*Excerto do texto*.

Inesperada e surpreendentemente parece ter-se criado uma unanimidade entre ateus, prémios Nobel, dissidentes, hereges,
jornalistas não católicos, e comentadores públicos de que a decisão do
Papa Bento XVI é absolutamente certa, insusceptível de qualquer erro. É
caso para dizer, que são "mais papistas que o Papa". De facto, nunca a
Igreja ou qualquer Pontífice afirmou, nem mesmo aventou, que o Carisma
da Infabilidade se aplicava a decisões pessoais, ou de governo, ou
prudenciais. Temos pois que aqueles que negam ferozmente que a
Infabilidade de Deus, do Espírito Santo, se possa comunicar ao Santo
Padre em determinadas e precisas circunstâncias, aclamam agora a lucidez
"infalível" nesta questão prevista pelo Direito Canónico. É verdade que
eles não recorrem ao termo mas, quanto a mim, dizem-no de outra
maneira. Será preciso recordar as constantes agressões, sem dó nem
piedade, a que a sua pessoa e o seu Magistério foram sujeitos? Como
explicar então esta rendição moralmente unânime, daqueles que mencionei,
em relação à sua renúncia? Na verdade, a decisão que o Santo Padre
tomou pode ser livremente discutida, e dela se pode discordar, sem que
isso implique qualquer infidelidade, ilicitude ou imoralidade, por
qualquer fiel católico, desde um leigo empenhado a um Cardeal, amigo pessoal e fiel seguidor de Bento XVI.
Parece haver aqui uma estratégia de condicionar as mentalidades de modo
a "forçar" que de agora em diante seja sempre assim, que se torne
obrigatória a renúncia ou abdicação dos próximos Pontífices Supremos em
circunstâncias semelhantes. Não nego que o exemplo possa fazer escola,
mas não vejo que tenha de ser necessariamente assim.
Como
já escrevi, a enorme tristeza por esta renúncia transformou-se, em mim,
numa alegria desmesurada, embora sofrida e magoada, em virtude da minha
convicção profunda, que neste caso se cumpre a vontade de Deus. Não há
nenhuma dúvida de que o Papa Bento XVI, que goza de uma consciência
muitíssimo bem formada, na sua oração discerniu, pelas luzes que
recebeu, que no seu caso, tendo em conta a forma e as responsabilidades
que assumiu nos dias de hoje o ministério do sucessor de Pedro, vigário
de Cristo na terra, e concluiu que deveria abdicar desse mesmo
ministério. Esta convicção fundamente enraizada não é, no entanto,
infalível. O Romano Pontífice pode errar, estando embora de boa-fé. Se
for esse o caso, o que pessoalmente não acredito, não será, nem por
sombras condenado, pois fez tudo o que estava ao seu alcance para
conhecer a vontade de Deus e a pôr em prática. O mesmo se pode e deve
dizer do Bem-aventurado João Paulo II que, em circunstâncias
semelhantes, no seu caso, percebeu que Jesus Cristo lhe pedia que
ficasse até ao fim, até à Passagem para a eternidade. Deus pode ter
querido mostrar à Igreja e ao mundo que a cruz de cada um se pode unir à
Sua de modos muito distintos.

*Trabalho a realizar*.
1 – No texto sobre a renúncia do Papa, volte a escrever o trecho que começa em "Parece haver aqui" e termina após "ser necessariamente assim.", substituindo "estratégia" por "tática".
2 – Copie todas as linhas dos registos que contenham a palavra "wall", distinguindo maiúsculas de minúsculas.

(Entradas de um conjunto de dados)

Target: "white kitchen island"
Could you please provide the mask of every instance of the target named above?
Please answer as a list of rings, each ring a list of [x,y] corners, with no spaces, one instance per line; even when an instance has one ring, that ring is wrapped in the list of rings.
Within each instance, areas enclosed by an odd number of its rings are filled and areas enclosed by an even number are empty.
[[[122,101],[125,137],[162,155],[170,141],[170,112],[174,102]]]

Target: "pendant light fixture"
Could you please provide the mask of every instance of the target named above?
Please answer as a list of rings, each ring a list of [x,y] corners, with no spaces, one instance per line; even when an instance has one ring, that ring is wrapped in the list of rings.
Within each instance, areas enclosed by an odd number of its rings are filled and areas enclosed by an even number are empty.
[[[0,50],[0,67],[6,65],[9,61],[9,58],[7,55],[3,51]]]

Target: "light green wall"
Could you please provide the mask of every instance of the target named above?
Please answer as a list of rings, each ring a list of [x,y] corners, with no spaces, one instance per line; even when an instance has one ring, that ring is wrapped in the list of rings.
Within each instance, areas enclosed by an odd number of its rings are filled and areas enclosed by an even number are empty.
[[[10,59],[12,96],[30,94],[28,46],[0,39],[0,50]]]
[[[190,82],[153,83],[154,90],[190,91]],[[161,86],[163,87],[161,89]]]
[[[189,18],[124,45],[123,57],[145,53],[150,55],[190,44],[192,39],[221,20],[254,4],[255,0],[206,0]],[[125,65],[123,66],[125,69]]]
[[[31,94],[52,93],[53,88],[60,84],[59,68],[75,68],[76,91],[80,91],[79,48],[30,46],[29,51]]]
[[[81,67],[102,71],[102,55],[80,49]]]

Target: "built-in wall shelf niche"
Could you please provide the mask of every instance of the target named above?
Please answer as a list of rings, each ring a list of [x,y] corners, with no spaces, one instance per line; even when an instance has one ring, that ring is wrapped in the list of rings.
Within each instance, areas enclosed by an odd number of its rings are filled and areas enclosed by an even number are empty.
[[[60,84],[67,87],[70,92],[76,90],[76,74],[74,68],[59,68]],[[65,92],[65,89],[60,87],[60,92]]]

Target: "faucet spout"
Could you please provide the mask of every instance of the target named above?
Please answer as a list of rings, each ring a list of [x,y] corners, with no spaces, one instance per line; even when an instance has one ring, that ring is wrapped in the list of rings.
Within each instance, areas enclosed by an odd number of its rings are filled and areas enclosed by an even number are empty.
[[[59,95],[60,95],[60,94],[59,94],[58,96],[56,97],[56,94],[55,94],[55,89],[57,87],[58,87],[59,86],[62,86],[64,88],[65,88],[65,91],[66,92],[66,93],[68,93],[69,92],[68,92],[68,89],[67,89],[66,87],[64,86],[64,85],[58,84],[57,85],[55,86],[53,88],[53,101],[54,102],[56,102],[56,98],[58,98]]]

*Respostas por ordem*.
1 –
Parece haver aqui uma tática de condicionar as mentalidades de modo
a "forçar" que de agora em diante seja sempre assim, que se torne
obrigatória a renúncia ou abdicação dos próximos Pontífices Supremos em
circunstâncias semelhantes. Não nego que o exemplo possa fazer escola,
mas não vejo que tenha de ser necessariamente assim.

2 –
Target: "light green wall"
Target: "built-in wall shelf niche"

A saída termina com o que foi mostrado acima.